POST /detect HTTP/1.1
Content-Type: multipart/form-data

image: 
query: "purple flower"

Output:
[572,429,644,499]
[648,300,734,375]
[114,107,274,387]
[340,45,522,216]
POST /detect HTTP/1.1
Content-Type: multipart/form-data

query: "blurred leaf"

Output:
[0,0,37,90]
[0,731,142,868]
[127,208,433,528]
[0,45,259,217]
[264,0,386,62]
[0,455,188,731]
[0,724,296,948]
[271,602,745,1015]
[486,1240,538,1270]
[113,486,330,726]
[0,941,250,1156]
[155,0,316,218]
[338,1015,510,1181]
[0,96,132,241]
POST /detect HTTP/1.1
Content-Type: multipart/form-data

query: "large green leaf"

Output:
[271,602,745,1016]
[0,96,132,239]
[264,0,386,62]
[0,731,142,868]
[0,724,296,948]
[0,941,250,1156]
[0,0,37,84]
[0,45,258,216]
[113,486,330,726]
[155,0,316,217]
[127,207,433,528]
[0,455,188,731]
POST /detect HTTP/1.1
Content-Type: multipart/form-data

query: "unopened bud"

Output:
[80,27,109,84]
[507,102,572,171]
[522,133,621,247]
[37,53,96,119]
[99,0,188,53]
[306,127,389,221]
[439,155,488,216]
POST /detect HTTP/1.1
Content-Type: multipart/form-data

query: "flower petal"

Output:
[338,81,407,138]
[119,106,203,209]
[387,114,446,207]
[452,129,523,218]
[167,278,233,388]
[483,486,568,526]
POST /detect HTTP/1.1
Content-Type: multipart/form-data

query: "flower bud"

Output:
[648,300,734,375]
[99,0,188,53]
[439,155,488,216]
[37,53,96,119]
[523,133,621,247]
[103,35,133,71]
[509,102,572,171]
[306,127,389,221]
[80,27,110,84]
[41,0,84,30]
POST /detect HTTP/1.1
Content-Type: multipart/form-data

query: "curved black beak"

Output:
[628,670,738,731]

- [Set problem]
Please copy out all of the records above line for line, changing nothing.

- [Complete output]
POST /detect HTTP/1.1
Content-Type: multipart/form-data

image: 
query: "purple flower"

Output:
[572,429,644,499]
[648,300,734,375]
[114,107,274,387]
[340,45,522,216]
POST /detect HTTP/1.1
Content-Type: multipart/form-data

query: "blurred leaf"

Output:
[0,0,37,90]
[0,731,142,868]
[127,208,433,528]
[0,45,259,217]
[264,0,386,62]
[0,455,188,731]
[0,724,296,948]
[271,602,745,1015]
[486,1240,538,1270]
[113,486,330,726]
[0,941,250,1156]
[155,0,316,218]
[338,1015,510,1181]
[0,96,132,241]
POST /detect HTTP/1.1
Content-Type: multipart/form-data

query: "large green leaf"

Output:
[271,602,745,1016]
[0,96,132,239]
[264,0,386,62]
[0,731,142,868]
[0,724,296,948]
[0,941,250,1156]
[0,0,37,84]
[0,45,258,216]
[113,486,330,726]
[155,0,316,217]
[127,207,433,528]
[0,455,188,731]
POST /detect HTTP/1.1
Content-Type: multipart/form-data

query: "unopened bud"

Output:
[80,27,109,84]
[507,102,572,171]
[522,133,621,247]
[37,53,96,119]
[99,0,188,53]
[306,127,389,221]
[439,155,488,216]
POST /detect HTTP/1.1
Content-Type: multipart/form-data

query: "flower petal"

Output:
[338,81,407,138]
[119,106,203,209]
[387,114,446,207]
[452,129,523,218]
[167,278,233,388]
[483,486,568,526]
POST /detect HTTP/1.1
Content-Type: multipart/form-data

query: "flower bud"

Output:
[648,300,734,375]
[99,0,188,53]
[439,155,488,216]
[37,53,96,119]
[523,133,621,247]
[103,35,133,71]
[509,102,572,171]
[306,127,389,221]
[80,27,110,84]
[41,0,84,30]
POST /detect HTTP/1.1
Content-Type: multipart/form-data

query: "curved black beak"

Output:
[628,670,738,731]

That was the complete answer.